# The meat is done when it is done



## slipaway (Aug 12, 2017)

A short story for the new guys (and maybe some old timers, as well). You can use time, and you can use temperature, and you can use weather, and you can adjust your heat source - but the bottom line is - the meat is done when it's done.

I have made pastrami many, many times and the time on the pit has always been between 4 -7 hours (with the size briskets I buy).

Yesterday I went to smoke a pastrami that had been curing and I am glad we weren't counting on it for dinner last night (I always smoke it then  let it sit for a day wrapped in the fridge and then slice the next day). Yesterday, after 9 hours on the heat the brisket was still almost 15 degrees form where I needed it to be so I figured it must be in a second stall and so I wrapped it in foil and put it back on the pit. That did the trick. The IT started moving up almost immediately and 1 1/2 hours later I was were I wanted to be.

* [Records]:
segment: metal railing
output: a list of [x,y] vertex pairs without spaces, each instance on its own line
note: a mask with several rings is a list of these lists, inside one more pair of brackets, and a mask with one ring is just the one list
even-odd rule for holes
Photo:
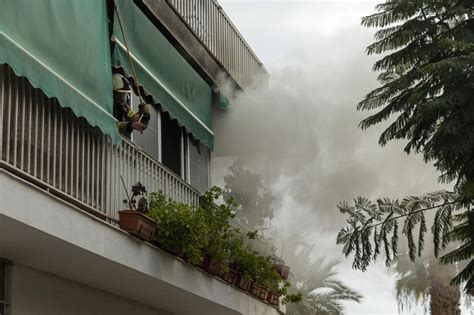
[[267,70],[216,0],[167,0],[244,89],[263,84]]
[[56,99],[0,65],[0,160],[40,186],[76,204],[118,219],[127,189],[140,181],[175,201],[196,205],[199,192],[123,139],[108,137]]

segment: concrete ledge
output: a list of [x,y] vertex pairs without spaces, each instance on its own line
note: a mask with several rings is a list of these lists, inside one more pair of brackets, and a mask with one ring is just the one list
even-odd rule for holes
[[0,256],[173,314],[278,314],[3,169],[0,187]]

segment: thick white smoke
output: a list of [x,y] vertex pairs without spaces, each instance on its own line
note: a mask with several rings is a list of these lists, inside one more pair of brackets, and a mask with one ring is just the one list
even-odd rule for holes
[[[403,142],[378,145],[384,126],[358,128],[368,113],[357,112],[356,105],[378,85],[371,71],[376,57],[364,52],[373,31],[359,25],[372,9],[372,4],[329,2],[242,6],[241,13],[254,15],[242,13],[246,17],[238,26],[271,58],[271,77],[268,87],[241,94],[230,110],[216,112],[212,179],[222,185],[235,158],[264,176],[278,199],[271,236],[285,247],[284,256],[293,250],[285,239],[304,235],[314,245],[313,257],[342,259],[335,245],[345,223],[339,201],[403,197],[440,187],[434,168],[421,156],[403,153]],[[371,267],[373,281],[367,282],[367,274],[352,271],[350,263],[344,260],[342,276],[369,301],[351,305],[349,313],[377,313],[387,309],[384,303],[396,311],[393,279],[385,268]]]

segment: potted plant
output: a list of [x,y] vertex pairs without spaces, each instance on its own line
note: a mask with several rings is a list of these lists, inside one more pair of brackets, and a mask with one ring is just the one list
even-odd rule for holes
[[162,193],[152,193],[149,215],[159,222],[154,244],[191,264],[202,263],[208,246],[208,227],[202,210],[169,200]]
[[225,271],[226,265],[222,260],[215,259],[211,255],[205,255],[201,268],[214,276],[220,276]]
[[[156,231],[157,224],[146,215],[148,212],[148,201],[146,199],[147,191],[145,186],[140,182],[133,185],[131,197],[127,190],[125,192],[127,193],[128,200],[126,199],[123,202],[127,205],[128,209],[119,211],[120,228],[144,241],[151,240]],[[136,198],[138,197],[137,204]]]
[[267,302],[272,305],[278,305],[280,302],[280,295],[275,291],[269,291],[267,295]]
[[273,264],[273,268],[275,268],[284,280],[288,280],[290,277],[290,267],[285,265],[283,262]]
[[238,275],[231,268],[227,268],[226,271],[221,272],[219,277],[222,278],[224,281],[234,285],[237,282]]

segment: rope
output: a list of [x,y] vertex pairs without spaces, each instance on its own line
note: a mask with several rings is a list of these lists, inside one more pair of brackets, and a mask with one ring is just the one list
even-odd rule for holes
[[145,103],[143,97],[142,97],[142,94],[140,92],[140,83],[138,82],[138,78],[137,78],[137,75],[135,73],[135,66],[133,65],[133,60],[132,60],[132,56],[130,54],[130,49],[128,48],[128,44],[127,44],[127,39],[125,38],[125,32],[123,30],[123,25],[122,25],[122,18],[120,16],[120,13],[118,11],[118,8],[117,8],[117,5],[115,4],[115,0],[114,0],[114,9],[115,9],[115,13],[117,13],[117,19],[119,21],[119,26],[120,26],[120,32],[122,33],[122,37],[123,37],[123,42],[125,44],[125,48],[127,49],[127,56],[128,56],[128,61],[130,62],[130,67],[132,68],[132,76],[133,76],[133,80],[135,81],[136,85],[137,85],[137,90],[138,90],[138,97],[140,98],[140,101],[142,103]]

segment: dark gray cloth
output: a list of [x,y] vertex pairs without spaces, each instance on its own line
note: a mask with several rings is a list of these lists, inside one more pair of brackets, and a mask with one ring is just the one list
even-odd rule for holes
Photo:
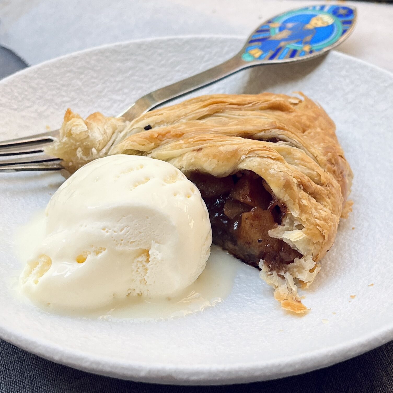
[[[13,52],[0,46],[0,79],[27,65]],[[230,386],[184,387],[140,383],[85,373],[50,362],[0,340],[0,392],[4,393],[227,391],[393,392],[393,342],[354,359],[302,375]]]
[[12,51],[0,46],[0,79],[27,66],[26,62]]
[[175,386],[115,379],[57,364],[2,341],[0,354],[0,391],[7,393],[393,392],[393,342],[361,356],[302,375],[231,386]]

---

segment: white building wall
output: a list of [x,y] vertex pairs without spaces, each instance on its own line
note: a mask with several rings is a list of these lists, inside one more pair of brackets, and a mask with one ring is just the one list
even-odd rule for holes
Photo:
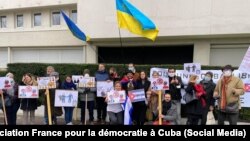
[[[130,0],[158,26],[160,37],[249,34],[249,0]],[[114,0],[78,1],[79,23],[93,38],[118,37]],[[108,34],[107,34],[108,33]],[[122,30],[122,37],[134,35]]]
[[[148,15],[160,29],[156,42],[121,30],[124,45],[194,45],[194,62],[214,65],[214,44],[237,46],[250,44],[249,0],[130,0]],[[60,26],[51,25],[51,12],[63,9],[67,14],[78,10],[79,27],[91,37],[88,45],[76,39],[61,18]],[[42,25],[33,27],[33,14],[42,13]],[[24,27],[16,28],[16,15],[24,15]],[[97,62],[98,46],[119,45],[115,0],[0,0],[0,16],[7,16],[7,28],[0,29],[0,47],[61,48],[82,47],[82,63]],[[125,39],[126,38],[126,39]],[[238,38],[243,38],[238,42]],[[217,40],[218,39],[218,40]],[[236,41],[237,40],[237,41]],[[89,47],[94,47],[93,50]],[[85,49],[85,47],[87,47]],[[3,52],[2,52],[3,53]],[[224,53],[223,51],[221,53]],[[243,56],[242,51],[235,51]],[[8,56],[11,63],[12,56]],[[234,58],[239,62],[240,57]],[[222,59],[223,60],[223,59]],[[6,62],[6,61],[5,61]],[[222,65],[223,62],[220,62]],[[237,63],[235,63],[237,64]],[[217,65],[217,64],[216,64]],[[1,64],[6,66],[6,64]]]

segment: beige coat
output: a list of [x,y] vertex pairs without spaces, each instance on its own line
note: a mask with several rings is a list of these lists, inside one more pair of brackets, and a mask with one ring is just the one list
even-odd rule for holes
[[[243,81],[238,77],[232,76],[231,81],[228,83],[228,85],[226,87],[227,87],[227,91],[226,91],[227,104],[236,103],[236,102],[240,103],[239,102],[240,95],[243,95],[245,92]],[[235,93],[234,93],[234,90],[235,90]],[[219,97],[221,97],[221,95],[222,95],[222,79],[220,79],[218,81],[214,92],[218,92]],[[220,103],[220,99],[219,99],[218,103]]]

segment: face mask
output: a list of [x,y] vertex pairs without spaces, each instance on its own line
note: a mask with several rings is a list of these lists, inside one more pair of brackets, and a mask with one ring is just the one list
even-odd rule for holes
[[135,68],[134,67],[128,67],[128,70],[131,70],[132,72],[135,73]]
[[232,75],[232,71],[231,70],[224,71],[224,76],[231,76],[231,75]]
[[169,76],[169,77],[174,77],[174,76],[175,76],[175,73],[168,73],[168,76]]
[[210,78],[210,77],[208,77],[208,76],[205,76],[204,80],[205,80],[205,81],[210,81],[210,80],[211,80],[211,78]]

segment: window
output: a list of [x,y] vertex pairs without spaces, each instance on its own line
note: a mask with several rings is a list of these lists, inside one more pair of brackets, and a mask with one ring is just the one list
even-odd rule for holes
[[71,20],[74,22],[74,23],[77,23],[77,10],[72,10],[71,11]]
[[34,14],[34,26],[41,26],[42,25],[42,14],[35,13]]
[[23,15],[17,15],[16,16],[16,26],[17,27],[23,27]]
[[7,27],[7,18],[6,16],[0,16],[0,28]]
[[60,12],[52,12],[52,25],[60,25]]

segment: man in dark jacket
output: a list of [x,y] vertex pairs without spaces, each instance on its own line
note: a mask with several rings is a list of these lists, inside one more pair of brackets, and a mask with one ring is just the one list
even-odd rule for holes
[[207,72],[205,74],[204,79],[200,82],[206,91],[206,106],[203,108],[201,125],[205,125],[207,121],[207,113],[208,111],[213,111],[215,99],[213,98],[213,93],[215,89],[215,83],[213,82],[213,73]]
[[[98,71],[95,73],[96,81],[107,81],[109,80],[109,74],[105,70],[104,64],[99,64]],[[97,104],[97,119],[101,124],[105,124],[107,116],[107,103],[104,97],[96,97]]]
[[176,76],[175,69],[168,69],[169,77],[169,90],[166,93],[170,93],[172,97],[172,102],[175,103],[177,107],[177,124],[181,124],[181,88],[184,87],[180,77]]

* [What is being asked]: Continue the forum post about smoking pastrami, starting right after its last sentence.

* [The response]:
The moral is - it may have always only taken 4 - 7 hours in the past but that doesn't mean it won't take 11 hours today!

The meat is done when it is done..............


----------



## HalfSmoked (Aug 12, 2017)

Diffidently agree with that have had the same thing happen and its like man whats wrong here what did I miss. But hung in there and finally got the IT I was looking for. Great point for some of the newbies.

Warren


----------



## joe black (Aug 12, 2017)

All cows are not the same.  Some are fatter and some are more muscular.  It's not too hard to see the fat, but if the muscle is a little more or less dense, it can make a real difference and it will definitely effect the time and the temp.

Good luck and good smoking,   Joe.    :grilling_smilie:


----------



## tripleq (Aug 12, 2017)

Slipaway said:


> (I always smoke it then  let it sit for a day wrapped in the fridge and then slice the next day).
> 
> The meat is done when it is done..............


Ive smoked a couple of pastramis and they are becoming a fan favorite. Im curious about two things, 1 are you wrapping in foil or going for the air tight saran wrap (when its cool enough) and 2, what IT are you shooting for?


----------



## SmokinAl (Aug 13, 2017)

The worst part of your story is for me stuff like that always happens when we have guests over & everybody is hungry!

I just always have a bunch of appetizers & a fridge full of beer!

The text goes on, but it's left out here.